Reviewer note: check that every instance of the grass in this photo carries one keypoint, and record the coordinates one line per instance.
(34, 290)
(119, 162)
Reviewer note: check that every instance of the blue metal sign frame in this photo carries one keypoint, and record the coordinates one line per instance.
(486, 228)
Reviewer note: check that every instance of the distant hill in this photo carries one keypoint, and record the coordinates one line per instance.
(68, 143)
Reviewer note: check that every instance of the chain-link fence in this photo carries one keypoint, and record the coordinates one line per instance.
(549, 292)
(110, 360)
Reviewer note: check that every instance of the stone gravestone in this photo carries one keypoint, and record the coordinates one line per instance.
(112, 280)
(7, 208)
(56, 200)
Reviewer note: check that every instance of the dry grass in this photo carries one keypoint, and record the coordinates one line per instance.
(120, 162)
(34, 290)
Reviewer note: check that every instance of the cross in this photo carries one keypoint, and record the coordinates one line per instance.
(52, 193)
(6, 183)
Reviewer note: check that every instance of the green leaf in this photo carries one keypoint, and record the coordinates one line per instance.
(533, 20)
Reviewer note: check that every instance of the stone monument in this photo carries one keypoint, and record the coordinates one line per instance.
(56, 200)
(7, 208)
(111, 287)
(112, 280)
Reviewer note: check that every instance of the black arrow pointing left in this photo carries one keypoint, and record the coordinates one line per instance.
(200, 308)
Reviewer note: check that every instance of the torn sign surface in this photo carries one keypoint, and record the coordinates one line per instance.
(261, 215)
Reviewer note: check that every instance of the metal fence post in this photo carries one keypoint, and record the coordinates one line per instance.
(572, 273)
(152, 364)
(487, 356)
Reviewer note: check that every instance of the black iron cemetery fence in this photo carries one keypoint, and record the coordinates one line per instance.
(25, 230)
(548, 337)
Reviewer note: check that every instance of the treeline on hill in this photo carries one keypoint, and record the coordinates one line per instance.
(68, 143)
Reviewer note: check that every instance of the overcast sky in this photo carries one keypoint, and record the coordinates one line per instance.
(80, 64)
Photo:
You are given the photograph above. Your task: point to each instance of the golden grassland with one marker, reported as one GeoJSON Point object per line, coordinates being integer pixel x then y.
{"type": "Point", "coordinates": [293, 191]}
# # # # # # #
▶ STATED GOAL: Rewrite all of the material above so that "keypoint" becomes "landmark" everywhere it occurs, and leave every other character unchanged.

▶ FINISHED ANSWER:
Reviewer note: check that every instance of the grass in this photo carries one landmark, and record the coordinates one line per instance.
(34, 290)
(119, 162)
Reviewer note: check that every instance of the blue metal sign frame in this photo carries one landmark, and record the coordinates one line per instance.
(486, 228)
Reviewer note: check that every instance of the distant hill in this photo carries one landmark, and record the coordinates one line per instance.
(68, 143)
Reviewer note: check that every instance of the chain-link fence in this photo carries one landmark, and record the coordinates one line per instance.
(549, 292)
(110, 360)
Reviewer note: check that every instance of the stone gravestone in this photo carries one landmark, and record the coordinates one line per instance.
(112, 280)
(7, 208)
(56, 200)
Reviewer note: check that every instance of the dry grass in this photo carries one landmark, and record the coordinates one line per instance.
(120, 162)
(34, 290)
Reviewer note: check that every instance of the cross in this photo carries one landmark, and record the coordinates one line per instance.
(52, 193)
(6, 183)
Reviewer note: check that every instance of the green leaf in this photo carries one landmark, and record the coordinates one line per instance.
(533, 20)
Reviewer note: check that every instance of the stone monument in this photo carries one landmark, and record the coordinates one line per instance.
(56, 200)
(7, 208)
(111, 287)
(112, 280)
Reviewer note: check that every instance of the black arrow pointing left in this photo carries one landmark, and record the coordinates one line per instance.
(200, 308)
Reviewer note: check that every instance of the torn sign surface in this photo carries one landmark, and record the coordinates one line per instance.
(261, 215)
Reviewer note: check that every instance of the metal fence post in this photo carries one landmark, and record the coordinates one line per instance.
(572, 273)
(152, 364)
(487, 356)
Reviewer note: check that every instance of the black iron cemetery fence in this photo carries one landmark, and record the coordinates one line per instance.
(25, 230)
(548, 337)
Reviewer note: check that every instance of the treeline on hill in this photo carries one landmark, and record the coordinates one line per instance.
(68, 143)
Reviewer note: check that every instance of the overcast sky in this photo carries one landmark, and record the coordinates one line per instance.
(80, 64)
Photo:
You are given the photograph above. Your task: point to each instance of the golden grassland with one marker, reported as one GeoJSON Point object per line, coordinates being integer pixel x then y.
{"type": "Point", "coordinates": [293, 191]}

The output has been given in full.